§ **TASK**
In the text on network queues, what term was coined for network overbuffering and its negative effects?

§ **PAGE TEXT**
When packet queue reaches its capacity, it cannot take more packets and packet loss results. Eventually, roughly one round-trip time later, the original sender of the packet notices the packet signal, for example from consecutive incoming duplicate acknowledgments missing the lost packet, or from retransmission timeout, if no more acknowledgments arrive. Before the packet queue gets full it may have received multiple, some times large number of packets that are still waiting in the queue for transmission.

The end-to-end round-trip delay does not only consist of delay of data transmission at sending device, or the propagation of bits over link, even though that would be an ideal situation. In many situations large portion of end-to-end delay is due to packet waiting in network queue. Some network device operators try to maintain fairly large queues to avoid packet losses in bursty traffic patterns. Therefore also the end-to-end delays and data delivery latency increase. With some traditional network applications (e.g., file transfer) this may have been acceptable trade-off. However, many of today’s network applications, such as online games or interactive voice/video calls or even the modern interactive web pages are more sensitive to delay that causes bad user experience for the end users.

Term “Bufferbloat” was invented for the issue of network overbuffering and resulting negative effects. The question is, what should be the correct size of buffers and queues at each network device, when typically each connection traverses multiple switches and routers between sender and receiver? It is known that network traffic arrives in bursty patterns, partially because of the operation logic of many network applications (such as web browsing), and partially how the traditional TCP congestion control works, especially in slow-start. Longer buffers help to absorb such bursts without packet losses, at the cost of increased delays.

§ **DATA**
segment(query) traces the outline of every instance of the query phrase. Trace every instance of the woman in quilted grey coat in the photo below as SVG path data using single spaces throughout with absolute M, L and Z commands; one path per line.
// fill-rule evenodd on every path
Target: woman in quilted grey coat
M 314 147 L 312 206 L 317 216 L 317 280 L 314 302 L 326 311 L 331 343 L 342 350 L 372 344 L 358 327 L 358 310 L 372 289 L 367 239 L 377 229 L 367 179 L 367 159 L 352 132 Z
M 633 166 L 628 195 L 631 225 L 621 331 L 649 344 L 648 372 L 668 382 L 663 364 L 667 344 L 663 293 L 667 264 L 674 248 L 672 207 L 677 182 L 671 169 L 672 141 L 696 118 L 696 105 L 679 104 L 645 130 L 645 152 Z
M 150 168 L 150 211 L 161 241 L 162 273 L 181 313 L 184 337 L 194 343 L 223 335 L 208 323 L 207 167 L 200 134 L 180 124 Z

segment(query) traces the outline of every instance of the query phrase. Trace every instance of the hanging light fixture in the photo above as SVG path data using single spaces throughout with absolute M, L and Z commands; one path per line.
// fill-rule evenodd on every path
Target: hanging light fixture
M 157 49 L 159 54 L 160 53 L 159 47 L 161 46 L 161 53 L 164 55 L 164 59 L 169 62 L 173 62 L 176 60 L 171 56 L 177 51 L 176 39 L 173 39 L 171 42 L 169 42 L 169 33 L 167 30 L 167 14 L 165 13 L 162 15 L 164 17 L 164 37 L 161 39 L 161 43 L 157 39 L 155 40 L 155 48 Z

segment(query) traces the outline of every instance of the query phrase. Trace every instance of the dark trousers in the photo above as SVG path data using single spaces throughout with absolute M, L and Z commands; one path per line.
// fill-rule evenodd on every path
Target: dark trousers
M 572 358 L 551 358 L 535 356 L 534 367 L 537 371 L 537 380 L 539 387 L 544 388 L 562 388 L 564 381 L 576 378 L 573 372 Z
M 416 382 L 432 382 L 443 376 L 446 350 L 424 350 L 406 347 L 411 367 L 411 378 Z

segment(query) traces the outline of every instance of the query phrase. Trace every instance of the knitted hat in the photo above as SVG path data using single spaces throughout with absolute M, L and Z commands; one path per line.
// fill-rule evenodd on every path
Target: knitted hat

§ **TASK OUTPUT**
Bufferbloat